• WHAT YOU SHOULD DO:
Reproduce every line of the records below, requests included, but multiply each coordinate in the answer polygons by 0.65 and round to the nearest whole number, with halves rounded up; leave the numbers in the requests and their format samples unchanged. Omit the pictures.

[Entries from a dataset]
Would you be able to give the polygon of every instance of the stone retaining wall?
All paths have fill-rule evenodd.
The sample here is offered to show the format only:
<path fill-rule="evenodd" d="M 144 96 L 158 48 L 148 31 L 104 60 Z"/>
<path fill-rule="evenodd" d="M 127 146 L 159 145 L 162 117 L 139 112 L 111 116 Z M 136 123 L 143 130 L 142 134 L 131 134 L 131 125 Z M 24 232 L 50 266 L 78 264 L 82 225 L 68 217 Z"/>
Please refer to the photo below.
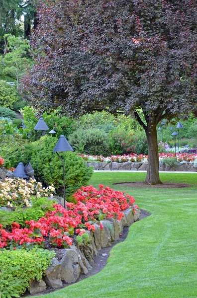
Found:
<path fill-rule="evenodd" d="M 148 163 L 145 162 L 86 162 L 87 166 L 94 166 L 95 170 L 99 171 L 146 171 L 148 167 Z M 160 171 L 191 171 L 197 172 L 197 168 L 194 164 L 188 162 L 182 163 L 177 162 L 176 165 L 170 166 L 162 161 L 159 162 L 159 170 Z"/>
<path fill-rule="evenodd" d="M 43 279 L 38 282 L 31 280 L 29 292 L 34 295 L 45 291 L 47 287 L 60 289 L 65 284 L 77 282 L 81 274 L 87 275 L 94 265 L 94 259 L 98 251 L 111 245 L 111 242 L 119 238 L 125 226 L 129 226 L 140 219 L 140 211 L 134 215 L 131 209 L 123 212 L 124 217 L 118 221 L 114 219 L 101 221 L 103 228 L 95 224 L 94 232 L 87 231 L 90 242 L 86 245 L 72 245 L 70 249 L 58 250 L 58 256 L 53 258 L 52 263 L 45 272 Z"/>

• WRITTEN RESPONSE:
Would you be able to give the polygon of every instance of the stone retaining wall?
All paths have fill-rule evenodd.
The sample here is offered to show the format only:
<path fill-rule="evenodd" d="M 144 96 L 158 48 L 148 31 L 104 60 Z"/>
<path fill-rule="evenodd" d="M 127 146 L 159 145 L 162 117 L 139 112 L 111 116 Z M 136 123 L 143 130 L 142 134 L 131 134 L 131 125 Z M 24 232 L 50 266 L 78 264 L 82 225 L 68 217 Z"/>
Please refer to the photo below.
Found:
<path fill-rule="evenodd" d="M 96 106 L 94 105 L 56 105 L 57 108 L 61 108 L 62 111 L 64 111 L 95 111 L 96 109 Z M 104 111 L 124 111 L 128 112 L 128 109 L 126 107 L 122 105 L 118 106 L 115 105 L 114 107 L 111 108 L 105 105 L 103 105 L 103 111 Z"/>
<path fill-rule="evenodd" d="M 28 181 L 25 183 L 20 182 L 19 190 L 22 192 L 29 189 L 31 187 L 39 188 L 42 185 L 50 183 L 53 178 L 57 179 L 61 172 L 61 168 L 64 163 L 72 159 L 72 157 L 77 155 L 81 147 L 84 147 L 91 142 L 91 137 L 87 140 L 85 136 L 80 138 L 81 141 L 77 144 L 74 142 L 66 144 L 67 148 L 62 146 L 61 151 L 57 150 L 59 157 L 56 159 L 47 159 L 46 162 L 38 163 L 38 166 L 34 168 L 34 171 L 29 177 Z"/>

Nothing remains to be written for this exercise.